§ **Short problem 1**
Copy every line of the listing below exactly as it appears.

◆ ◆ ◆ ◆

Legal Updates (Oct 27 – Nov 01, 2025)
Case Updates:
Paid-up money on shares being ‘share capital’ does not constitute debt, and hence claim for redemption of preference shares cannot trigger insolvency proceedings under Section 7 of the IBC
While clarifying that holders of Cumulative Redeemable Preference Shares (CRPS) cannot be treated as financial creditors under the Insolvency and Bankruptcy Code, 2016 (IBC), the Supreme Court in the case of EPC Constructions India Limited v. Matix Fertilizers and Chemicals Limited [2025 INSC 1259] dated October 28, 2025, has held that preference shareholders are investors and not lenders, and their claims for redemption shall not constitute a ‘financial debt’ which is capable of triggering insolvency proceedings under Section 7 of the IBC.
The Court observed that there is a statutory distinction between share capital and debt, and hence, the provisions of the IBC cannot be invoked as a recovery mechanism for equity investments, even if the redemption period for preference shares has expired. Essentially, the preference share capital remains part of the company’s equity structure until duly redeemed in accordance with Section 55 of the Companies Act and cannot, by default, metamorphose into a debt obligation.

◆ ◆ ◆ ◆

§ **Short problem 2**
Repeat the passage of the legal update on preference shares starting at "Legal Updates (Oct" and ending at "of the IBC.", word for word.

§ **Stored data**
◆ ◆ ◆ ◆

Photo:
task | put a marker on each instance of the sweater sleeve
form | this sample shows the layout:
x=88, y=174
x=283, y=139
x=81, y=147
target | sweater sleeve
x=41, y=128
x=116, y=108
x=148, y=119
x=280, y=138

◆ ◆ ◆ ◆

§ **Exercise result 1**
Photo:
task | put a marker on each instance of the sweater sleeve
form | this sample shows the layout:
x=88, y=174
x=283, y=139
x=81, y=147
target | sweater sleeve
x=41, y=128
x=116, y=108
x=148, y=119
x=280, y=138

§ **Exercise result 2**
Legal Updates (Oct 27 – Nov 01, 2025)
Case Updates:
Paid-up money on shares being ‘share capital’ does not constitute debt, and hence claim for redemption of preference shares cannot trigger insolvency proceedings under Section 7 of the IBC
While clarifying that holders of Cumulative Redeemable Preference Shares (CRPS) cannot be treated as financial creditors under the Insolvency and Bankruptcy Code, 2016 (IBC), the Supreme Court in the case of EPC Constructions India Limited v. Matix Fertilizers and Chemicals Limited [2025 INSC 1259] dated October 28, 2025, has held that preference shareholders are investors and not lenders, and their claims for redemption shall not constitute a ‘financial debt’ which is capable of triggering insolvency proceedings under Section 7 of the IBC.